▶ **ВЫБРАННЫЙ ТЕКСТ**:
┌────────
Предлагаемые века - Смелянский, А.
Большевики голосовали поздно ночью. Руки за «красный террор» поднимали по-разному. Все, кто видел спектакль, вероятно, никогда не забудут, как голосовал Луначарский, народный комиссар просвещения (играл его Евгений Евстигнеев). Это был один из знаменитых «трюков» актера, придававших политическому сюжету человеческую убедительность. Рука наркома медленно, будто раздумывая, шла вверх. Потом она застывала, замирала в какой-то критической точке. И наконец выпрямлялась резко вверх: смертный выбор сделан, решение принято. В конце спектакля наркомы тихо, шепотом, чтобы не беспокоить раненого вождя, начинали петь «Интернационал». Подсаживались друг к другу, братски ощущали друг друга, будто впервые произносили слова пролетарского гимна. Они всматривались в зал, вопрошали его. Люди в зале вставали со своих мест, подхватывали слова гимна: «Весь мир насилья мы разрушим до основанья, а затем...» Те, кто были на сцене, своего будущего не ведали. Зал знал, что будет «затем». Единение сцены и зала в этом гражданском порыве было, вероятно, одним из сильнейших театральных переживаний поколения «шестидесятников».
└────────
Записи из набора данных
┌────────
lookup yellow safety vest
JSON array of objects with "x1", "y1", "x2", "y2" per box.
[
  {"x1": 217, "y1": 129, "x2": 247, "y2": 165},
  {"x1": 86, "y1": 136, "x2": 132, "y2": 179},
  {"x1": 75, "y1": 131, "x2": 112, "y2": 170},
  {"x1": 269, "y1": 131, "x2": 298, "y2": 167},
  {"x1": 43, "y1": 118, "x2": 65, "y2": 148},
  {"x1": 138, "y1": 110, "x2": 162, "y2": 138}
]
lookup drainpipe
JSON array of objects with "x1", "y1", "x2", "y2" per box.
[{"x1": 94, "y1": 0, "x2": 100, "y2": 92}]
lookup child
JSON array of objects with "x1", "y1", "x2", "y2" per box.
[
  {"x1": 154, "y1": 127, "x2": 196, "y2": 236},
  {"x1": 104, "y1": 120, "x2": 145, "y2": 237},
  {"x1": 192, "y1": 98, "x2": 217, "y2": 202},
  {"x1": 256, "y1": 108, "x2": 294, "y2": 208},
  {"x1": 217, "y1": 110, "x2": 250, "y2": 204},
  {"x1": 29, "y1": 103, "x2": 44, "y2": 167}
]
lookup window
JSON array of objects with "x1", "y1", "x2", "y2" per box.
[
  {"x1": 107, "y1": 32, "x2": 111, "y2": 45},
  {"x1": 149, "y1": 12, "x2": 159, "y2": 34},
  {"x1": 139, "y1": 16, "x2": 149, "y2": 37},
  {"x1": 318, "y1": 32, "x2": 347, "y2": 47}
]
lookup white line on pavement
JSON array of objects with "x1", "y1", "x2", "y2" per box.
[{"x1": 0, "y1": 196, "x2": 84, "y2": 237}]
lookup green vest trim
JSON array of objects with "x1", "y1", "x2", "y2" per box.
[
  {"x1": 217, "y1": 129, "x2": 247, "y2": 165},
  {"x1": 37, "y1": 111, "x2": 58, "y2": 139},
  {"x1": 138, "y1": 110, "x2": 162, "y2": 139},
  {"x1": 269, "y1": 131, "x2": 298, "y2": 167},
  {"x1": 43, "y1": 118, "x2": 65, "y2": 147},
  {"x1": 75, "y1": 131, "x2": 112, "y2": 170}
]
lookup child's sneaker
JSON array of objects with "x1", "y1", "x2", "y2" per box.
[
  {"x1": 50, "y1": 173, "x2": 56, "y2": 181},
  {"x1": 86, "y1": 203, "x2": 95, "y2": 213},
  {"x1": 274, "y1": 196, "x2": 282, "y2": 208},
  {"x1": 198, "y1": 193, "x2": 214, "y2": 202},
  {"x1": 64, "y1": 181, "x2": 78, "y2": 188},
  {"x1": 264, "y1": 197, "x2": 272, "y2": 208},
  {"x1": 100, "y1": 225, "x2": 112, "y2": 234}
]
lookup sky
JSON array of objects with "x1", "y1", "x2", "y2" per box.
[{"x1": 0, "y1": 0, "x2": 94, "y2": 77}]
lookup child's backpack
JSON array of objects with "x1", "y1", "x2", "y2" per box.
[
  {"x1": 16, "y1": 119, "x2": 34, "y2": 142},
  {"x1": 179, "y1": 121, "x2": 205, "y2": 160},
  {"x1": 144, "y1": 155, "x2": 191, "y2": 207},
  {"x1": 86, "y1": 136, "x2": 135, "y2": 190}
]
└────────
▶ **ТРЕБОВАНИЯ К УПРАЖНЕНИЮ**:
(A) Перескажите текст о спектакле про голосование большевиков в двух предложениях.
(B) Выпишите без изменений только ту часть записей, которая начинается строкой, содержащей «lookup white line on pavement», и идет до самого конца записей. Обе границы включите.

▶ **ОТВЕТЫ ПО ЗАДАНИЯМ**:
(A) В спектакле большевики поздно ночью голосовали за «красный террор», и Луначарский в исполнении Евгения Евстигнеева медленно поднимал руку, замирал в какой-то точке и наконец резко выпрямлял её. В финале наркомы шепотом пели «Интернационал», зрители вставали и подхватывали гимн, и это единение сцены и зала было, вероятно, одним из сильнейших театральных переживаний поколения «шестидесятников».

(B)
lookup white line on pavement
JSON array of objects with "x1", "y1", "x2", "y2" per box.
[{"x1": 0, "y1": 196, "x2": 84, "y2": 237}]
lookup green vest trim
JSON array of objects with "x1", "y1", "x2", "y2" per box.
[
  {"x1": 217, "y1": 129, "x2": 247, "y2": 165},
  {"x1": 37, "y1": 111, "x2": 58, "y2": 139},
  {"x1": 138, "y1": 110, "x2": 162, "y2": 139},
  {"x1": 269, "y1": 131, "x2": 298, "y2": 167},
  {"x1": 43, "y1": 118, "x2": 65, "y2": 147},
  {"x1": 75, "y1": 131, "x2": 112, "y2": 170}
]
lookup child's sneaker
JSON array of objects with "x1", "y1", "x2", "y2" per box.
[
  {"x1": 50, "y1": 173, "x2": 56, "y2": 181},
  {"x1": 86, "y1": 203, "x2": 95, "y2": 213},
  {"x1": 274, "y1": 196, "x2": 282, "y2": 208},
  {"x1": 198, "y1": 193, "x2": 214, "y2": 202},
  {"x1": 64, "y1": 181, "x2": 78, "y2": 188},
  {"x1": 264, "y1": 197, "x2": 272, "y2": 208},
  {"x1": 100, "y1": 225, "x2": 112, "y2": 234}
]
lookup sky
JSON array of objects with "x1", "y1", "x2", "y2" per box.
[{"x1": 0, "y1": 0, "x2": 94, "y2": 77}]
lookup child's backpack
JSON array of objects with "x1", "y1", "x2", "y2" per box.
[
  {"x1": 16, "y1": 119, "x2": 34, "y2": 142},
  {"x1": 179, "y1": 121, "x2": 205, "y2": 160},
  {"x1": 144, "y1": 155, "x2": 191, "y2": 207},
  {"x1": 86, "y1": 136, "x2": 135, "y2": 190}
]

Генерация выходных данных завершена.